◆ TEXT SHOWN
▬▬▬▬▬▬▬▬▬▬
Showing posts with label bayberry candles. Show all posts
Showing posts with label bayberry candles. Show all posts

Friday, December 17, 2021

Christmas in Flyoverland, 2021

Pronounced, fly-over-lund 

                                          Image by Nita Knott at pixy.org 


This is a weekly column consisting of letters to my perspicacious progeny. I write letters to my grandkids — the Stickies — eventual selves to advise them and haunt them after they've become grups and/or I'm deleted.   

Warning: This column is rated SSC — Sexy Seasoned Citizens — Perusal by kids, callowyutes, or grups may result in a debilitating intersectional meltdown.  
Glossary 

Erratically Appearing Hallucinatory Guest Star: Dana — A Gentlereader  

"Once again, we come to the Holiday Season, a deeply religious time that each of us observes, in his own way, by going to the mall of his choice." -Dave Barry

{Shouldn't that be their own way and the mall of his/her/their choice?}


Dear (eventual) Grandstickies and Great-Grandstickies (and Gentlereaders),

The good news is that two of the Stickies, the (formerly) evil step-twins (with help from Willamina, who's a sorta/kinda Sticky) have taken it upon themselves to hang Christmas lights all over the inside of the house this year. 

While I have bemoaned the paucity of exterior Christmas lighting here in Hooterville in previous Christmas columns, I have to admit that I'm a hypocrite. Casa de Chaos, as usual, has no exterior lighting. 

I'm too old, my son-in-law works six days a week to keep the wolf from our door (and that's enough), and my daughter acknowledges the fact she inherited her mom's gift for accidental self-injury, a disability her oldest stepdaughter, Asparagoose, has apparently inherited osmotically.  

The only Sticky I'd trust on a ladder lives elsewhere and is currently dealing with a deep-dip on the emotional roller coaster of he and his "partners" relationship. 

I doubt she'll read this, but I wish her and her's, a Merry Christmas anyway.
▬▬▬▬▬▬▬▬▬▬
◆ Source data
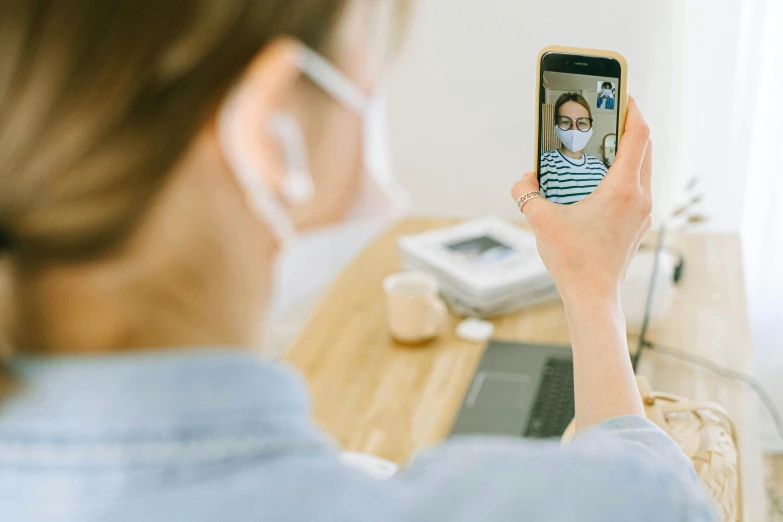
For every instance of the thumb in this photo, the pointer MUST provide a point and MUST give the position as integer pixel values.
(534, 207)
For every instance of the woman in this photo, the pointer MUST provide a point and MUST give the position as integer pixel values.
(152, 168)
(568, 175)
(606, 97)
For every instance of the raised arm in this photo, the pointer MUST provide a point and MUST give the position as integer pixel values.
(587, 247)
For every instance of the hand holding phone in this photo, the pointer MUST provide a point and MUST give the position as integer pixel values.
(588, 246)
(580, 102)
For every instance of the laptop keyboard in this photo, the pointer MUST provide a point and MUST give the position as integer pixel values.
(553, 408)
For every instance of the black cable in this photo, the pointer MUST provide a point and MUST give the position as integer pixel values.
(728, 373)
(705, 363)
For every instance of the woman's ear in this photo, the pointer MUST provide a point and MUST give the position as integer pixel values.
(243, 120)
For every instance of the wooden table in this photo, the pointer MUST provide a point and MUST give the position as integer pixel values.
(382, 398)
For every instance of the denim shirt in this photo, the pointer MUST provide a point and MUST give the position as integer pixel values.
(220, 435)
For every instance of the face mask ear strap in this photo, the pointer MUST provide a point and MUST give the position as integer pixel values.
(247, 173)
(297, 185)
(334, 82)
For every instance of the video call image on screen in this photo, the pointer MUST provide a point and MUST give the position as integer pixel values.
(578, 134)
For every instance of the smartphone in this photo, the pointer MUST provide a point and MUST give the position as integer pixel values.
(581, 105)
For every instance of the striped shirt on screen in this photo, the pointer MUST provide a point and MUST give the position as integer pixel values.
(564, 180)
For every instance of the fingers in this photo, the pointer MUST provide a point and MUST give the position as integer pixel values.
(645, 176)
(633, 145)
(534, 207)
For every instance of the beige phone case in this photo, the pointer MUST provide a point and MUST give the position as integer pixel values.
(623, 98)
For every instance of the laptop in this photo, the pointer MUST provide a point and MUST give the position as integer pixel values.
(523, 390)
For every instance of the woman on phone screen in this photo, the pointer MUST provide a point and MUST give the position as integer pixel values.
(568, 175)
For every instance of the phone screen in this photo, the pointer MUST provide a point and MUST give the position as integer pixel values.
(579, 121)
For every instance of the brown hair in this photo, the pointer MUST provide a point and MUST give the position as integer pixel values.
(100, 98)
(572, 96)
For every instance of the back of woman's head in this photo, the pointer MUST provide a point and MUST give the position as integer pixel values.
(98, 100)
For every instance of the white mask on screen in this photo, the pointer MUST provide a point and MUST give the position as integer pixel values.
(574, 139)
(309, 260)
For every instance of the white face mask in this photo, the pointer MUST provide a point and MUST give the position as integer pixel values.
(574, 139)
(309, 260)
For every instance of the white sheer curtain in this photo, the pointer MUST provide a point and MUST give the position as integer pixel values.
(762, 228)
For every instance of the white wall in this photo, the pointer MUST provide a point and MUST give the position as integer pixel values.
(462, 96)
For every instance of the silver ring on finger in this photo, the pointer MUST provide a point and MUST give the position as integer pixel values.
(524, 198)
▬▬▬▬▬▬▬▬▬▬
◆ WHAT THIS EXERCISE ASKS
1) In the listing, substitute "drape" for "curtain" in the stretch from the line containing "For every instance of the brown" through the end of the listing, and give back only those lines with nothing else changed.
2) Pick up the Christmas in Flyoverland column after its last sentence and continue writing it.

◆ ANSWER LIST
1)
For every instance of the brown hair in this photo, the pointer MUST provide a point and MUST give the position as integer pixel values.
(100, 98)
(572, 96)
For every instance of the back of woman's head in this photo, the pointer MUST provide a point and MUST give the position as integer pixel values.
(98, 100)
For every instance of the white mask on screen in this photo, the pointer MUST provide a point and MUST give the position as integer pixel values.
(574, 139)
(309, 260)
For every instance of the white face mask in this photo, the pointer MUST provide a point and MUST give the position as integer pixel values.
(574, 139)
(309, 260)
For every instance of the white sheer drape in this photo, the pointer MUST provide a point and MUST give the position as integer pixel values.
(762, 228)
For every instance of the white wall in this photo, the pointer MUST provide a point and MUST give the position as integer pixel values.
(462, 96)
For every instance of the silver ring on finger in this photo, the pointer MUST provide a point and MUST give the position as integer pixel values.
(524, 198)

2)
{What's the bad news? Who are the (formerly) evil step-twins?}


The bad news is that all sorts of people in Mr. Cranky's neighborhood continue to believe that despite the wild temperature/barometric pressure fluctuations (and the occasional neighborhood miscreant) Northeast Ohio is subject to, this will be the year enormous, lighted, inflatable Christmas characters in their front yards will stay inflated for more than a day or two before collapsing.  

Whereupon they will set upon restoring them a couple, three times before giving up.

Mommy! Mommy! There's a giant dead and desiccated Santa Claus in Mrs. Mcgillicuddy's front yard! 

{You have to admire their, optimism?}


The (formerly) evil step-twins — don't call her Bug anymore, and Duuude — are now16. They...

{16! Are you sure? You must be even older than you ...}

Harumph! Everyone knows 68 is the new 39, Dana.

They met when they were barely two years old when Casa de Chaos was created out of two blended families. We briefly had to hire security so that mom could take an occasional nap without having to chain them to their... beds? Cribs? I can't remember.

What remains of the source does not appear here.